**Instructions for the task**
Convert every entry below into a two-column CSV with the headers entry_text and answer, one row per entry. Put each entry's text and its answer in their own quoted fields, replacing any line breaks with spaces.

========================

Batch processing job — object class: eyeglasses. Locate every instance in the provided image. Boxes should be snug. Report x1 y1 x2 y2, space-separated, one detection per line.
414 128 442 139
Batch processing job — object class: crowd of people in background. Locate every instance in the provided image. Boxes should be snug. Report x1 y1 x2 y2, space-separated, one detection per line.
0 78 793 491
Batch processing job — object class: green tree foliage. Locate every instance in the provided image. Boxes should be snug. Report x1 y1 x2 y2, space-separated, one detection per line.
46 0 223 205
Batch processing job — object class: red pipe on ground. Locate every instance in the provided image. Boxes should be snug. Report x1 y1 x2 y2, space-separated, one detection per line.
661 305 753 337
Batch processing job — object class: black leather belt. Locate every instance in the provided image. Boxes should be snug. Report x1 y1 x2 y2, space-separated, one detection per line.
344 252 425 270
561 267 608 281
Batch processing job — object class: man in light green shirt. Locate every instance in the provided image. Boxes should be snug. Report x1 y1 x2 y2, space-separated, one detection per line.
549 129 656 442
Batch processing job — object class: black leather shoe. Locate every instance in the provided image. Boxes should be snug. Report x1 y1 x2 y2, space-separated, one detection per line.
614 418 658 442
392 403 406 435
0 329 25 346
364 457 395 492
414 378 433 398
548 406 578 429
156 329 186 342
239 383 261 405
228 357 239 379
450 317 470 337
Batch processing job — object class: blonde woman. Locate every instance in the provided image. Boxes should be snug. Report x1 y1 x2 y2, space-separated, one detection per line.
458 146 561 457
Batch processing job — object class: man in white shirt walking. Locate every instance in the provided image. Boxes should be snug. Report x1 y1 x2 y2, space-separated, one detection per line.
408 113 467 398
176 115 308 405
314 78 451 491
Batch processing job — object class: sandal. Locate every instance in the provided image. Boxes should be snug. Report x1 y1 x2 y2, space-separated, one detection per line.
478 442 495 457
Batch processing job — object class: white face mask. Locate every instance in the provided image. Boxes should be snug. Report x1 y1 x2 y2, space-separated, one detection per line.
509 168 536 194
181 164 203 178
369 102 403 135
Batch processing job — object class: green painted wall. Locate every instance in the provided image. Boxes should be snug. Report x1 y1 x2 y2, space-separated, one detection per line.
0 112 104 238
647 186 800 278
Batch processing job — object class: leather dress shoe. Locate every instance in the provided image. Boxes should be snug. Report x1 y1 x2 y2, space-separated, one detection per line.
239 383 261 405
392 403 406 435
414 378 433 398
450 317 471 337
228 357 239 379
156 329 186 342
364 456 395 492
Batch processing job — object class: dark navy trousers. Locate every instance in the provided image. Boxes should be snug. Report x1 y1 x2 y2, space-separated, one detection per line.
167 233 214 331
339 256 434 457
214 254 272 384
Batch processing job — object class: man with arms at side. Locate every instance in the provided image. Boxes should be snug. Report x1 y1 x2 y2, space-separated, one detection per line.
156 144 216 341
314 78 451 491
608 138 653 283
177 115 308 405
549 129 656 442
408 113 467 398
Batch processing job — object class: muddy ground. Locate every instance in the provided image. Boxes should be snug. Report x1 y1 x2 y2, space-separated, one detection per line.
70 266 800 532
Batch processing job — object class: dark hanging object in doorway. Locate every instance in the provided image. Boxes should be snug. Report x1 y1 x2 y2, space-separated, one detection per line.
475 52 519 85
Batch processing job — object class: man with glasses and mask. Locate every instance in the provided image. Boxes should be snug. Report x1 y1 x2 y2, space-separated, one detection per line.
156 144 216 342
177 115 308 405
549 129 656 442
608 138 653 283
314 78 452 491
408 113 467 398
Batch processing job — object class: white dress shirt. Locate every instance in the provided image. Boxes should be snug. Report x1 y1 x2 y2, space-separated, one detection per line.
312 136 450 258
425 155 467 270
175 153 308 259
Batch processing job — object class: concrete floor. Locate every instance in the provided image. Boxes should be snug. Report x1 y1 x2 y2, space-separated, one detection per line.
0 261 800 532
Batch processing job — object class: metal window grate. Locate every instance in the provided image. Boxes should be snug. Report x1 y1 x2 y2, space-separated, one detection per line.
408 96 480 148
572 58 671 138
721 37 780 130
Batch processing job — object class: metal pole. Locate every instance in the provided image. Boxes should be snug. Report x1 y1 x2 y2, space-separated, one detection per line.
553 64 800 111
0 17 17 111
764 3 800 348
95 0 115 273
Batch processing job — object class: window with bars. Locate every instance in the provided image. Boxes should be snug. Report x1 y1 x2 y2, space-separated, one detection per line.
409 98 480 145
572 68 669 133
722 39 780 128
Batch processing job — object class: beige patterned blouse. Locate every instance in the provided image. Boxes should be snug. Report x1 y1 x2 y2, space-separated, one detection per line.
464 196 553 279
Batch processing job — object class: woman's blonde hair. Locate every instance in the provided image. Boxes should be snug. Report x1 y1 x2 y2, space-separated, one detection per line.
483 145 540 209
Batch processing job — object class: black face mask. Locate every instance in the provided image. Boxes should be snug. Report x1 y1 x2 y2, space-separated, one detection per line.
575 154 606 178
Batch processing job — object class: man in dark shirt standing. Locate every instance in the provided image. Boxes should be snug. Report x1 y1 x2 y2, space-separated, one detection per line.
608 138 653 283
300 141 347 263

========================

**Exercise output**
entry_text,answer
"Batch processing job — object class: eyeglasses. Locate every instance in the provided image. Boxes should be snug. Report x1 y1 x2 y2, space-separated, one detection per line.","414 128 442 139"
"Batch processing job — object class: crowd of people in background. Locate every instance in the provided image. Boxes should be snug. Report x1 y1 x2 y2, space-separated, one detection per line.","0 78 793 491"
"Batch processing job — object class: green tree foliage. Locate every instance in the provided image. Boxes should be snug. Report x1 y1 x2 y2, space-separated, one detection per line.","46 0 223 205"
"Batch processing job — object class: red pipe on ground. Locate every instance in the provided image. Boxes should be snug. Report x1 y1 x2 y2, space-separated, one detection per line.","661 305 753 337"
"Batch processing job — object class: black leather belt. Locate every instance in the provided image. Boxes should be snug. Report x1 y1 x2 y2, space-separated, one detection per line.","344 252 425 270 561 267 608 281"
"Batch processing job — object class: man in light green shirt. Locate every instance in the provided image. Boxes should be snug. Report x1 y1 x2 y2, space-separated, one detection per line.","549 129 656 442"
"Batch processing job — object class: black leather shoe. Locate every instance in the provided image. Boxes should be snug. Report x1 y1 x2 y2, space-separated, one detection per line.","614 418 658 442 392 403 406 435 0 329 25 346 364 457 395 492 414 378 433 398 548 406 578 429 156 329 186 342 239 383 261 405 228 357 239 379 450 317 470 337"
"Batch processing job — object class: blonde woman. Locate every instance in the provided image. Boxes should be snug. Report x1 y1 x2 y2, space-separated, one detection per line.","458 146 561 457"
"Batch processing job — object class: man in white shirt walking. Locate every instance in the provided image. Boxes should be snug. Report x1 y1 x2 y2, space-separated, one detection per line.","408 113 467 398 176 115 308 405 314 78 451 491"
"Batch processing job — object class: sandal. Locate every instance in the provided image. Boxes should be snug. Report x1 y1 x2 y2, space-separated, one detection per line.","478 442 495 457"
"Batch processing job — object class: white face mask. Locate every instance in the provided image. Boxes should be snug. Report x1 y1 x2 y2, space-separated, one detection per line.","509 168 536 194 181 164 203 178 369 102 403 135"
"Batch processing job — object class: green painted wall. Locate every instance in the provided image. Boxes should be snug. Report x1 y1 x2 y2, space-separated, one detection per line.","0 112 104 238 647 186 800 278"
"Batch processing job — object class: leather dress shoe. Locate every instance in the provided image. Boxes should be snug. Report x1 y1 x2 y2, space-separated, one detection per line.","239 383 261 405 392 403 406 435 414 378 433 398 450 317 471 337 228 357 239 379 156 329 186 342 364 456 395 492"
"Batch processing job — object class: dark navy trousers. Locate every instance in the provided image. Boxes should be snug. Report x1 y1 x2 y2, space-separated, one detection per line.","167 233 214 331 339 256 434 457 214 254 272 384"
"Batch processing job — object class: man with arms at side. Locate every instance in the provided image. Boxes should be snug. Report x1 y1 x2 y2, space-separated, one detection per line.","156 144 216 341 314 78 451 491 608 138 653 283 177 115 308 405 549 129 656 442 408 113 467 398"
"Batch processing job — object class: muddy ground. Locate every instance in the provided image. Boxes should be snug. Report x1 y1 x2 y2, space-separated, one detection per line.","70 266 800 532"
"Batch processing job — object class: dark hanging object in doorway. Locate every instance in the provided image. Boxes should be snug. Report x1 y1 x2 y2, space-separated, one detection per line.","475 52 519 85"
"Batch processing job — object class: man with glasses and mask. Locate every instance in the provided image. Boxes should be snug. Report x1 y1 x2 y2, space-separated, one detection per line.","156 144 216 342 177 115 308 405 549 129 656 442 608 138 653 283 314 78 452 491 408 113 467 398"
"Batch processing job — object class: white dress shirt. Locate every instance in the provided image. Boxes should be snug. Report x1 y1 x2 y2, space-separated, one detection per line.","312 136 450 258 425 155 467 270 175 153 308 259"
"Batch processing job — object class: concrete floor. Locate every instance in the provided image. Boxes should be snug. Report x1 y1 x2 y2, space-separated, one detection per line.","0 261 800 532"
"Batch processing job — object class: metal window grate. Locate every instance in the provided image. Boxes should be snug. Report x1 y1 x2 y2, space-separated, one detection per line.","408 96 480 148 572 58 671 138 721 37 780 130"
"Batch processing job — object class: metal pole. Locate every instance in the provided image. Boxes should be snug. Report x1 y1 x2 y2, space-separated, one detection per line.","553 64 800 111 0 17 17 111 764 3 800 348 95 0 115 273"
"Batch processing job — object class: window with bars. Locate every instance in the provided image. Boxes should be snug. Report x1 y1 x2 y2, space-separated, one detection per line.","409 98 480 145 572 68 669 133 722 39 780 128"
"Batch processing job — object class: beige patterned blouse. Locate every instance in the provided image. Boxes should be snug. Report x1 y1 x2 y2, space-separated, one detection per line.","464 196 553 279"
"Batch processing job — object class: woman's blonde hair. Locate every instance in the provided image. Boxes should be snug. Report x1 y1 x2 y2, space-separated, one detection per line.","483 145 540 209"
"Batch processing job — object class: black face mask. Locate every instance in the provided image. Boxes should be snug. Report x1 y1 x2 y2, space-separated, one detection per line.","575 154 606 178"
"Batch processing job — object class: man in dark shirt standing. Locate every instance in the provided image. Boxes should be snug. Report x1 y1 x2 y2, space-separated, one detection per line.","608 138 653 283 300 141 347 263"